* _ESTRATTO DEL DOCUMENTO_:
I veri pericoli della “democrazia diretta”

La proposta di legge sulla “democrazia diretta” presentata da M5s nasconde, dietro un’apparente istanza giusta, una disintermediazione pericolosa

Nel dibattito pubblico la democrazia diretta – in cui i cittadini possono esercitare direttamente il potere legislativo senza alcuna intermediazione – è considerata l’alternativa alla democrazia rappresentativa. Il controllore della piattaforma dei M5s, Davide Casaleggio, ha affermato in più di un’occasione che il Parlamento potrebbe non servire più.

I primi eclatanti germogli di questa visione sono già spuntati: non era mai successo che il Parlamento approvasse una legge di bilancio – ci riferiamo a quella dello scorso dicembre – senza averla discussa ed emendata. È stato un voto telepilotato su una scelta binaria: scegliere in blocco quello che il Governo proponeva oppure respingerlo.

La storia insegna che la democrazia diretta – nata sulla spinta ideale delle rivoluzioni americana e francese e sperimentata in Francia, Svizzera e alcuni Stati membri degli Usa – si espande quando la classe politica da popolare diventa aristocratica. Giusto. Tuttavia la qualità del mezzo non va confusa con chi non lo sa utilizzare. Così, la burrasca che si è generata scaglia le sue onde sul meccanismo della democrazia rappresentativa.

* _MATERIALE ESTRATTO_:
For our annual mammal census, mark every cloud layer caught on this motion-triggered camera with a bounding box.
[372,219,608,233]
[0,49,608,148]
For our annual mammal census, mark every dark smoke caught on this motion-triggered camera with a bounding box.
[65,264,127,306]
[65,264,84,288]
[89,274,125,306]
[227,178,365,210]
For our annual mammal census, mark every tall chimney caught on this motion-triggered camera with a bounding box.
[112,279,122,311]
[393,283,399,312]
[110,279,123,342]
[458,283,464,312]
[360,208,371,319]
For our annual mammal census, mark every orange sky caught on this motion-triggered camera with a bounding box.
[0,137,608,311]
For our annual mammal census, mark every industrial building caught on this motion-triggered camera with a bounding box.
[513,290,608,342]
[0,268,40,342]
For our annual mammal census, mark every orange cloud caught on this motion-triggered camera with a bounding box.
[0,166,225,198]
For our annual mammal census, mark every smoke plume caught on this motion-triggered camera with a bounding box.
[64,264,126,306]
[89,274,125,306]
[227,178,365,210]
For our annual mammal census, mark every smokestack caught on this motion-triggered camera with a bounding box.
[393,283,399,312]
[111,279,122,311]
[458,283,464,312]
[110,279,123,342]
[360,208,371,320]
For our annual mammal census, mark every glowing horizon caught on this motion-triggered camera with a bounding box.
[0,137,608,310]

* _COMPITI DA SVOLGERE_:
[A] Ritrascrivi il testo sulla democrazia diretta da "I primi eclatanti" fino a "della democrazia rappresentativa." compreso, mettendo "Senato" al posto di "Parlamento".
[B] Stabilisci se le seguenti affermazioni concordano con il testo sulla democrazia diretta, rispondendo sì o no e citando le parole del testo che lo decidono. (i) La legge di bilancio dello scorso dicembre è stata approvata senza essere discussa ed emendata. (ii) La democrazia diretta è stata sperimentata in Germania. (iii) Davide Casaleggio ha detto una sola volta che il Parlamento potrebbe non servire più.
I record non hanno alcun legame con il testo sulla democrazia diretta.

* _SOLUZIONI PROPOSTE_:
[A]
I primi eclatanti germogli di questa visione sono già spuntati: non era mai successo che il Senato approvasse una legge di bilancio – ci riferiamo a quella dello scorso dicembre – senza averla discussa ed emendata. È stato un voto telepilotato su una scelta binaria: scegliere in blocco quello che il Governo proponeva oppure respingerlo.

La storia insegna che la democrazia diretta – nata sulla spinta ideale delle rivoluzioni americana e francese e sperimentata in Francia, Svizzera e alcuni Stati membri degli Usa – si espande quando la classe politica da popolare diventa aristocratica. Giusto. Tuttavia la qualità del mezzo non va confusa con chi non lo sa utilizzare. Così, la burrasca che si è generata scaglia le sue onde sul meccanismo della democrazia rappresentativa.

[B]
(i) Sì: «non era mai successo che il Parlamento approvasse una legge di bilancio – ci riferiamo a quella dello scorso dicembre – senza averla discussa ed emendata».
(ii) No: «sperimentata in Francia, Svizzera e alcuni Stati membri degli Usa».
(iii) No: «ha affermato in più di un’occasione che il Parlamento potrebbe non servire più».